> **Exercises to complete**
A – Answer the following from the text on the Supervisory Board's 2023 activities:
(i) How many meetings did the Supervisory Board convene in 2023?
(ii) Where were all of those meetings held?
(iii) Which Group strategy had its objectives discussed by the Supervisory Board?
B – Echo the text on the Supervisory Board's 2023 activities word for word, from "Throughout the financial" up to and including "the statutory auditor.".

Detailed information on the composition of the Supervisory Board and its diversity is presented in Section II.4 Assessment of the degree of implementation of the diversity policy applicable to the Management Board and the Supervisory Board of this Report.

ACTIVITIES OF THE SUPERVISORY BOARD OF KRUK S.A. In 2023

In 2023, the Supervisory Board acted in accordance with the remit and procedures provided for in the Polish Commercial Companies Code, the Company's Articles of Association, and the Rules of Procedure for the Supervisory Board. In 2023, the Supervisory Board convened for a total of five meetings in the months of March, April, September, November, and December. All the meetings were held at the Company's registered office, with provisions for attendance using means of remote communication. In addition, the Supervisory Board met on an as-needed basis via conference calls to discuss the regular agenda and address any emerging matters.

Throughout the financial year 2023, all Members of the Supervisory Board were actively engaged in its proceedings, devoting the necessary time to discharge their responsibilities and participating in both the scheduled meetings and extra conference calls. The Supervisory Board kept in regular communication with the Management Board and the statutory auditor.

A breakdown of each Supervisory Board Member's attendance at the 2023 meetings is detailed in the table below.

Piotr Krzysztof Katarzyna Izabela Felczak Ewa Radkowska Beata Piotr
Stępniak Kawalec Beuch Poturnicka Świętoń Stelmach Szczepiórkowski
5/5 5/5 5/5 5/5 5/5 4/5 4/5

Table1. Attendance at Supervisory Board meetings in 2023

In 2023, the Supervisory Board discussed, among other things, the following matters:

    1. economic, financial and operating results of the Company and the Group companies;
    1. changes to the financial plan for 2023 and the financial plan for 2024;
    1. the Company's operations in the previous and current financial year;
    1. adoption of the Report of the Supervisory Board, as referred to in Art. 382.2 3.3 of the Commercial Companies Code;
    1. adoption of the Report on Remuneration of Members of the Management Board and Supervisory Board of KRUK S.A. of Wrocław for 2022;
    1. appointment of an auditor to prepare the auditor's assessment of the Remuneration Report;
    1. assessment of the financial statements of KRUK S.A. and the KRUK Group, and the Directors' Report on the operations of the KRUK Group and KRUK S.A. in 2022;
    1. providing opinions on resolutions to be voted on by the Company's General Meeting;
    1. review of the remuneration of Members of the Management Board of KRUK S.A. and rules for the provision of business cars to Members of the Management Board;
    1. allocation of warrants to Members of the Management Board under the Group's incentive plan;
    1. assessment of the report on compliance of transactions with related parties with the arm's length principle;
    1. amendment to the Rules of Procedure for the Management Board of KRUK S.A.;
    1. legislative changes and their possible impact on the operations of the Company and its subsidiaries;
    1. plans for the Group's development through expansion into new markets;
    1. approval of risk appetite and a worst case scenario, in accordance with the currency risk management policy at the KRUK Group;
    1. review of the AML risk identification and assessment update;
    1. digital transformation;
    1. IT activities at the Company and the Group;
    1. objectives of the Group's ESG 1.0 strategy;
    1. other current tasks assigned to the Supervisory Board by the Company's Articles of Association.

> **Data excerpts**
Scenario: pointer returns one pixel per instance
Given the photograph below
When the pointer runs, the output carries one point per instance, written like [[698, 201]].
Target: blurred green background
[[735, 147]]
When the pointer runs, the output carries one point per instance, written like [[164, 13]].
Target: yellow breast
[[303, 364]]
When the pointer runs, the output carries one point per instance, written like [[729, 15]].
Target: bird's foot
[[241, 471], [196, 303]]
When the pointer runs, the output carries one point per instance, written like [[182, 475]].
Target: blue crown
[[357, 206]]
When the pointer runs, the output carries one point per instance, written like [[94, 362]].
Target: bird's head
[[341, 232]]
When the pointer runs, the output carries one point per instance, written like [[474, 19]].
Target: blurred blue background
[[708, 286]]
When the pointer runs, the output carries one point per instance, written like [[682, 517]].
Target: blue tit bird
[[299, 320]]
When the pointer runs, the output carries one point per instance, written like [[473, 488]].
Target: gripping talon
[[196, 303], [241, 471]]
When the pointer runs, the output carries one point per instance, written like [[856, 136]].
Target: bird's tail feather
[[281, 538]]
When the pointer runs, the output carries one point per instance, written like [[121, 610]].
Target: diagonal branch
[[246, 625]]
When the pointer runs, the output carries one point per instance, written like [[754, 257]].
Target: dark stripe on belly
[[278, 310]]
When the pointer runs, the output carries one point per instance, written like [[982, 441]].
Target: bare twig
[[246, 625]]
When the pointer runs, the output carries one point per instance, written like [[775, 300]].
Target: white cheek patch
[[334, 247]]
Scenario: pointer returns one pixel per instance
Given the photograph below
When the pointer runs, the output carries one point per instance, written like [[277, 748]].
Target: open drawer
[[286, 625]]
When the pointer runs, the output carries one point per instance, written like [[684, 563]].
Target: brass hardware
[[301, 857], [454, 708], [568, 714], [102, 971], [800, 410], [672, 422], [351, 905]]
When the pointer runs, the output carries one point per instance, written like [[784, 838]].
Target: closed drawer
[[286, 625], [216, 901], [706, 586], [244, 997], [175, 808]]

> **Correct answers**
A –
(i) Five meetings.
(ii) At the Company's registered office.
(iii) The Group's ESG 1.0 strategy.

B –
Throughout the financial year 2023, all Members of the Supervisory Board were actively engaged in its proceedings, devoting the necessary time to discharge their responsibilities and participating in both the scheduled meetings and extra conference calls. The Supervisory Board kept in regular communication with the Management Board and the statutory auditor.